_WHAT TO WORK ON_.
Rewrite the data from the line containing "point: soil exposed" through the end, swapping "metal guardrail" for "steel guardrail" and keeping every other character as it is.

==*==

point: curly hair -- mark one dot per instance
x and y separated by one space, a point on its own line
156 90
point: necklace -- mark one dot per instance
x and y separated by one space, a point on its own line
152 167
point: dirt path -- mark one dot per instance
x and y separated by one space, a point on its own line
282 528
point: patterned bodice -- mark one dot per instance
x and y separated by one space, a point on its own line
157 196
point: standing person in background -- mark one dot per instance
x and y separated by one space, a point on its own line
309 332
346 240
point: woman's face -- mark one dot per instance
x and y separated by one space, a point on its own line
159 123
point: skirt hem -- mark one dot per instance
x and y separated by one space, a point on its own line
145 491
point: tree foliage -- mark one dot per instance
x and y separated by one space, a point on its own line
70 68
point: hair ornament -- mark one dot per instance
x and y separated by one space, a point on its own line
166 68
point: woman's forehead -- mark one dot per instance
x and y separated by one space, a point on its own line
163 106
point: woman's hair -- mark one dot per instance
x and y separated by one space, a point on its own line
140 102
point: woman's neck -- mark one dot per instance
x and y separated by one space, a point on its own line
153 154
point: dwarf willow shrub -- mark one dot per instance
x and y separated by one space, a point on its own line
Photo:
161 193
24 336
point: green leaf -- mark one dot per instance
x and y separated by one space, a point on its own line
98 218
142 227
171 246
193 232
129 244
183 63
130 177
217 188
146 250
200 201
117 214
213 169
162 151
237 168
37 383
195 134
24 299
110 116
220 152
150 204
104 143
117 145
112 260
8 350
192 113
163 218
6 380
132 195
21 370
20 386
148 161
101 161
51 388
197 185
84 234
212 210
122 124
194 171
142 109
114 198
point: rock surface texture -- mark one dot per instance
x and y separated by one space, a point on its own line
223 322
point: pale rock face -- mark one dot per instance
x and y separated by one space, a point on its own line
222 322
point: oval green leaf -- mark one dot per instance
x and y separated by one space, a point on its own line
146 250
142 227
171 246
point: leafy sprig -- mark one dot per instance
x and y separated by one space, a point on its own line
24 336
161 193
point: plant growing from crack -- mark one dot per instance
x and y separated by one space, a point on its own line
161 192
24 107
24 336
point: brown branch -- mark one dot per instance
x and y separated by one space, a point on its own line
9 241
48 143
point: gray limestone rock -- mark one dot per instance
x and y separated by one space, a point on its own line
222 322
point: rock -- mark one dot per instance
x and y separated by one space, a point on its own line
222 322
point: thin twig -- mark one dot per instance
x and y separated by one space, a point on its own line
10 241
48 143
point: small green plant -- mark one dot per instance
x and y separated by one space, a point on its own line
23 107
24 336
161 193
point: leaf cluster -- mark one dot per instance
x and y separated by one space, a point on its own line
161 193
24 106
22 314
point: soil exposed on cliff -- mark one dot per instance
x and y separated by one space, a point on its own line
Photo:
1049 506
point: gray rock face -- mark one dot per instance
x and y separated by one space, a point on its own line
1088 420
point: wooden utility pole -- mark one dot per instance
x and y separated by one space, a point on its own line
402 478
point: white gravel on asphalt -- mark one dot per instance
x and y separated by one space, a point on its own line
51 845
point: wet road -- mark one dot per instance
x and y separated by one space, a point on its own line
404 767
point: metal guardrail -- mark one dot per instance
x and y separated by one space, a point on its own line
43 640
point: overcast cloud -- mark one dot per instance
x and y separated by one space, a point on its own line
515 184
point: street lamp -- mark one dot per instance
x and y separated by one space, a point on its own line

==*==

_RIGHT ANSWER_.
point: soil exposed on cliff -- mark one dot per instance
x and y separated by one space, a point on its own line
Photo:
1049 506
point: gray rock face -- mark one dot per instance
x and y separated by one space, a point on its own line
1088 420
point: wooden utility pole -- mark one dot per instance
x and y separated by one space, a point on its own line
402 478
point: white gravel on asphalt -- mark one dot per instance
x and y separated by one space, a point on its own line
51 845
point: wet road -- mark one dot per instance
x and y separated by one space, a point on its own line
404 767
point: steel guardrail -- mark one dot per instance
x and y separated by one space, a point on its own line
43 640
point: overcast cloud -- mark one dot per instance
x and y separated by one space, a point on its own line
515 184
point: street lamp -- mark one dot per instance
x and y separated by one space, a point on its own line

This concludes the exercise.